**Given data:**
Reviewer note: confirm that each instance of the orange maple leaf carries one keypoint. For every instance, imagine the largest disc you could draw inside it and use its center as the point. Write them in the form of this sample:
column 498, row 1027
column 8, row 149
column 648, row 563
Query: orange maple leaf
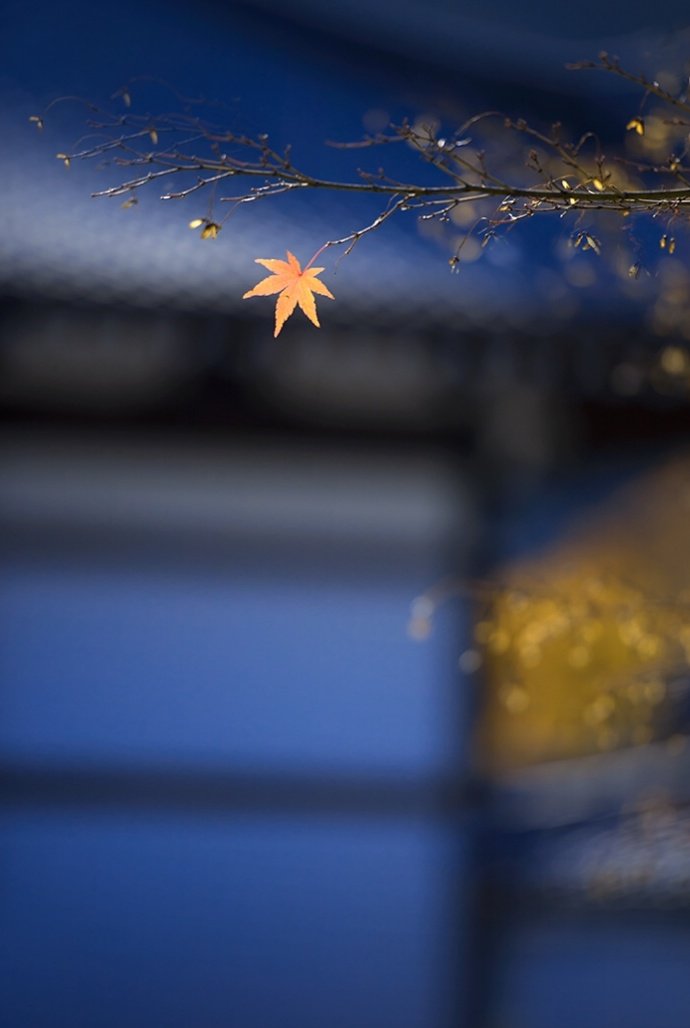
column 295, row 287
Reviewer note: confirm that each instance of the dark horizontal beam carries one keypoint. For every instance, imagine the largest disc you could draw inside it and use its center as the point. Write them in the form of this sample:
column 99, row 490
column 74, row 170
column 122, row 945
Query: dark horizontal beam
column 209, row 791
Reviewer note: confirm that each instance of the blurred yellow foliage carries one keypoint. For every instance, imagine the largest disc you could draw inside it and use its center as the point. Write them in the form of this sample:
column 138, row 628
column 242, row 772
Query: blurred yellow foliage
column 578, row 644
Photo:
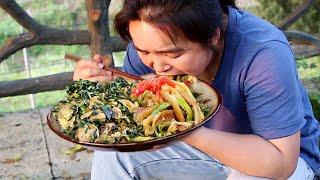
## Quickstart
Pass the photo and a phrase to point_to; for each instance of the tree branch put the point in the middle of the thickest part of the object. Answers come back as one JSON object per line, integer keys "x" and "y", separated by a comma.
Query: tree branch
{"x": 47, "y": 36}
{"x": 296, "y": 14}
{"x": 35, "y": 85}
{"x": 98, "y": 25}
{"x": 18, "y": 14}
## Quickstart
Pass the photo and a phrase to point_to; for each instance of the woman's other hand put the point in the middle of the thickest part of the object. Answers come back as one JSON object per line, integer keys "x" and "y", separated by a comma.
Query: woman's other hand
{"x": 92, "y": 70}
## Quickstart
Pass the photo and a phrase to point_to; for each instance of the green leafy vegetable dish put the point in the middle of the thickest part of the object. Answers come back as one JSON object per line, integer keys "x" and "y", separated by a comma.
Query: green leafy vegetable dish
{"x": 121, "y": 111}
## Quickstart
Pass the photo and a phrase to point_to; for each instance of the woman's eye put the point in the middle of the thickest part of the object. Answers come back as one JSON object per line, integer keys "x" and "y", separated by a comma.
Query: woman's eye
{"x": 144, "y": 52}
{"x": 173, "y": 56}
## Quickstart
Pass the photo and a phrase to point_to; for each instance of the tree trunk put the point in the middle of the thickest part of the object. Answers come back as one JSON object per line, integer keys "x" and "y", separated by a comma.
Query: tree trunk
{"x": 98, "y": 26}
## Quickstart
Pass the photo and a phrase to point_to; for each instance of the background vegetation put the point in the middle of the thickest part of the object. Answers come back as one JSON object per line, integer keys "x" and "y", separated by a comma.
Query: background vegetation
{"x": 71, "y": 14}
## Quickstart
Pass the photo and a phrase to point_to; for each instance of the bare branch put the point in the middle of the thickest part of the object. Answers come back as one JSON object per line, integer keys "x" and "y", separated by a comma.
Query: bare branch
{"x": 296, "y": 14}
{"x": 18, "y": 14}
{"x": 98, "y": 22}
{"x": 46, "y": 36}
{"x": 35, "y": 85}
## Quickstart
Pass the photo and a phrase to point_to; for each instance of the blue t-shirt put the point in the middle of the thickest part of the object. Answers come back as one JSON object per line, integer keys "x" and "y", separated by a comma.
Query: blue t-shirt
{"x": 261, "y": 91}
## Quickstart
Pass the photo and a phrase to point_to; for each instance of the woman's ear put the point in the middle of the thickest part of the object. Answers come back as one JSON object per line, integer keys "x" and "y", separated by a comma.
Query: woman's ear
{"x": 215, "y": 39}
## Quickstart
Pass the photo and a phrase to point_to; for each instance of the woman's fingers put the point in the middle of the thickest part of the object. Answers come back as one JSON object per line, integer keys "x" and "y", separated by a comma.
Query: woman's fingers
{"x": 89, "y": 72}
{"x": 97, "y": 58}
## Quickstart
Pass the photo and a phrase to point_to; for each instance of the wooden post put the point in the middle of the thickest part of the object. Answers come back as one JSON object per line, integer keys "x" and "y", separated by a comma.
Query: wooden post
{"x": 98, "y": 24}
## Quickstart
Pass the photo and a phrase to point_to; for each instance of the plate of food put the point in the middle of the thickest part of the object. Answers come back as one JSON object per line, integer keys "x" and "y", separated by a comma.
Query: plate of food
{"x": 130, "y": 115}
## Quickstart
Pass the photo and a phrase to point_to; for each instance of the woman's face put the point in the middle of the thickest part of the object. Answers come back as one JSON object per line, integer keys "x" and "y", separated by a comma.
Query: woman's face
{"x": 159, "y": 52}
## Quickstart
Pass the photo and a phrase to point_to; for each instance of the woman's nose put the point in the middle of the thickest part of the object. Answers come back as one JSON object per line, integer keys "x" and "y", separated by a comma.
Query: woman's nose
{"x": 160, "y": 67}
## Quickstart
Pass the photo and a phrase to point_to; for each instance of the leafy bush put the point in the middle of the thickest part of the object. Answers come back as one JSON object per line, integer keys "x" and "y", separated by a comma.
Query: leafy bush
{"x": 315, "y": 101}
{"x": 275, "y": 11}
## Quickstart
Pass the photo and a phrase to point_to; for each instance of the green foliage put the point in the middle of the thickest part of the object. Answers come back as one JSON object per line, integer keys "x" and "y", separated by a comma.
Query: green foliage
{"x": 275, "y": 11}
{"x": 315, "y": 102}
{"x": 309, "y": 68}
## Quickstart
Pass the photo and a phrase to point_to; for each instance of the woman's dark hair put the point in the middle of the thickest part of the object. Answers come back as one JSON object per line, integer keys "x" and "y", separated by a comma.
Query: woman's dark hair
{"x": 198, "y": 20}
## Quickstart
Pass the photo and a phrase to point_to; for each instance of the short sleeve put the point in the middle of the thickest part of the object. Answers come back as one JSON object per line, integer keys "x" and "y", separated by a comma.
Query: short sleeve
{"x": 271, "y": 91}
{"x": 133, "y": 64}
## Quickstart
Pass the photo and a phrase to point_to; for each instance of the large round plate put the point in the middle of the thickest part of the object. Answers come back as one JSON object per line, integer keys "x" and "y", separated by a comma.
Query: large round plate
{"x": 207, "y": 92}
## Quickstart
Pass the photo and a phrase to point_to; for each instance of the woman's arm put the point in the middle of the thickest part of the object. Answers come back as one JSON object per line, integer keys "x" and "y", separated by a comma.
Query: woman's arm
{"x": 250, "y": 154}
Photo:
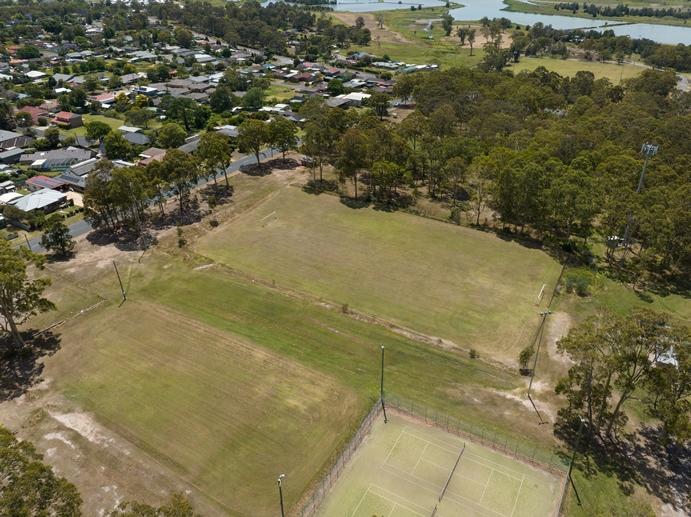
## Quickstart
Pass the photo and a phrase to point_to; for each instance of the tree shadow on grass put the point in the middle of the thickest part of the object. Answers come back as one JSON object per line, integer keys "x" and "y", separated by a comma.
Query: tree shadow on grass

**Given request:** Rewrite all of the rows above, switching every "Query" to "Prompt" and keeping everything else unchanged. Omit the pictures from your copy.

**Result:**
Reviewer note: confirm that each instance of the orange maple leaf carries one keypoint. For every instance, imagine the largest disc you could draw inside it and use its center as the point. Write them in the form of this sample:
column 498, row 1027
column 8, row 149
column 648, row 563
Prompt: orange maple leaf
column 295, row 287
Reviewer note: confirm that each instance of the dark horizontal beam carries one keypoint. For every instance, imagine the largest disc you could draw inside it and use its center as the point. Write them in the form of this sample:
column 99, row 490
column 74, row 170
column 122, row 945
Prompt: dark horizontal beam
column 209, row 791
Reviewer note: confirm that each instance of the blurred yellow foliage carries one keypoint. For every instance, imagine the largest disc you could draw inside it and use its center as the point. Write them in the form of this sample:
column 138, row 628
column 242, row 772
Prompt: blurred yellow foliage
column 578, row 644
Photo:
## Quickstart
Pass the photo and a phrase to point_to; for each instance of the tree branch put the point in the middle of the thickest part of the object. Answers come back as one JSON object per line, integer keys "x" and "y", separated by a comma.
Prompt: tree branch
{"x": 47, "y": 36}
{"x": 296, "y": 14}
{"x": 35, "y": 85}
{"x": 98, "y": 25}
{"x": 18, "y": 14}
## Quickstart
Pass the photo and a phrase to point_to; for each instance of the woman's other hand put the point in the middle of the thickest part of the object. Answers come back as one JSON object per line, integer keys "x" and "y", separated by a comma.
Prompt: woman's other hand
{"x": 92, "y": 70}
## Quickstart
Pass the photo and a phrase to point_to; for each instance of the green leafy vegetable dish put the point in the middle of the thickest part of the object. Answers come back as one JSON object per line, integer keys "x" and "y", separated by a comma.
Prompt: green leafy vegetable dish
{"x": 121, "y": 111}
## Quickstart
Pass the photo and a phrase to point_to; for each instance of the woman's eye put the point in the middle of the thickest part of the object. Answers come back as one JSON object per line, integer keys "x" and "y", separated by a comma.
Prompt: woman's eye
{"x": 144, "y": 52}
{"x": 173, "y": 56}
## Quickstart
Pass the photo and a phrase to point_to; for each instance of the tree trunk put the point in the middle of the thickest part of the object. Answers come back as one JSON object per line, integer keys "x" and "y", separated by a comma.
Prompt: tree trunk
{"x": 98, "y": 26}
## Quickstart
Pass the photo and a phrase to point_to; for each instance of the background vegetation put the point in the middle of the thickest part of the object. Answers come back as one JSON object per line, integer keys "x" and "y", separated by a comma.
Prompt: background vegetation
{"x": 71, "y": 14}
## Quickstart
Pass the photo and a phrase to point_to; for each instance of the bare branch put the point in the middle of the thickest part of the object. Answers come back as one JSON object per line, integer keys "x" and "y", separated by a comma.
Prompt: bare branch
{"x": 296, "y": 14}
{"x": 18, "y": 14}
{"x": 98, "y": 22}
{"x": 46, "y": 36}
{"x": 35, "y": 85}
## Quickstart
Pass the photo and a phrase to point_to; for each instance of the blue t-shirt put the point in the middle of the thickest part of the object. Answers come back as one JSON object per line, integer keys "x" and "y", separated by a comma.
Prompt: blue t-shirt
{"x": 261, "y": 91}
## Quickstart
Pass the photo and a phrase to point_to; for each instance of the woman's ear put the point in the middle of the thickest part of the object. Answers come back as one JSON object per line, integer keys "x" and "y", separated by a comma.
Prompt: woman's ear
{"x": 215, "y": 39}
## Quickstart
Pass the photo and a phrase to point_to; for each instance of the woman's fingers put the point in the middle of the thickest part of the object. Answers come back as one JSON object per line, integer keys "x" and "y", separated by a comma.
Prompt: woman's fingers
{"x": 89, "y": 72}
{"x": 97, "y": 58}
## Quickstart
Pass the photo and a phrase to point_to; for each instance of the wooden post put the point in the middle of the thickest part of the object. Answers come back as one JSON object per line, integer keys "x" and "y", separated by a comma.
Prompt: wooden post
{"x": 98, "y": 24}
## Quickstart
Pass the photo and a phrase to point_to; for each instance of the plate of food put the point in the middle of the thickest part of the object. Answers come back as one JSON object per line, integer keys "x" and "y", separated by a comma.
Prompt: plate of food
{"x": 130, "y": 115}
## Quickstart
Pass the photo and a phrase to point_to; for each instance of the woman's face put the point in the middle of the thickest part of the object. Answers come back as one JSON object per line, integer keys "x" and "y", separated by a comma.
Prompt: woman's face
{"x": 159, "y": 52}
## Quickstart
Pass the photo and a phrase to point_to; for each instance of the woman's nose put the point in the middle of the thickest part of the object. Answers come back as one JSON object per line, integer keys "x" and "y", separated by a comma.
Prompt: woman's nose
{"x": 160, "y": 67}
## Quickstart
Pass the photo and a phrase to point_to; for each instance of the leafy bush put the point in the middle of the thickest part of the object. Answers come back as one JSON object per line, integer keys "x" and "y", separated by a comma.
Prompt: leafy bush
{"x": 315, "y": 101}
{"x": 275, "y": 11}
## Quickstart
Pass the photo and a phrase to point_to; for each instance of the green foliage put the point in the middle of the thickest part of the object. Answers come back as one JSON object per line, integer keys "x" and "y", separated by a comma.
Prompt: green foliage
{"x": 275, "y": 11}
{"x": 315, "y": 102}
{"x": 309, "y": 68}
## Quickstart
Pass the photo and a phrase to point_to; for each instance of the woman's dark hair put the point in the middle of the thickest part of the object. Answers come back as one JSON object per line, integer keys "x" and "y", separated by a comma.
Prompt: woman's dark hair
{"x": 198, "y": 20}
## Quickstart
Pass the photo and a phrase to point_to; for each instance of the short sleeve put the point in the middle of the thickest part of the object. Answers come back as one JSON object per line, integer keys "x" and "y", separated by a comma.
Prompt: short sleeve
{"x": 271, "y": 91}
{"x": 133, "y": 64}
## Quickstart
Pass the photo and a phrase to point_to; for each instance of the large round plate put the point in the middle of the thickest part of the object. Answers come back as one JSON object per line, integer keys "x" and "y", separated by a comma.
Prompt: large round plate
{"x": 207, "y": 92}
## Quickstart
Pass the photo and a phrase to point_to; for each instance of the woman's arm put the point in the middle of the thickest part of the object. Answers come back as one JSON object per line, integer keys "x" and "y", separated by a comma.
Prompt: woman's arm
{"x": 250, "y": 154}
Photo:
## Quickstart
Pass the photo and a phrase to point_to; for each instance of the tree shadow on grass put the point in the middle of the thickest part of the object. Answers come back as one JSON object per line, integer keys "x" and "y", separated by a comma.
Prompt: tree shadow on grass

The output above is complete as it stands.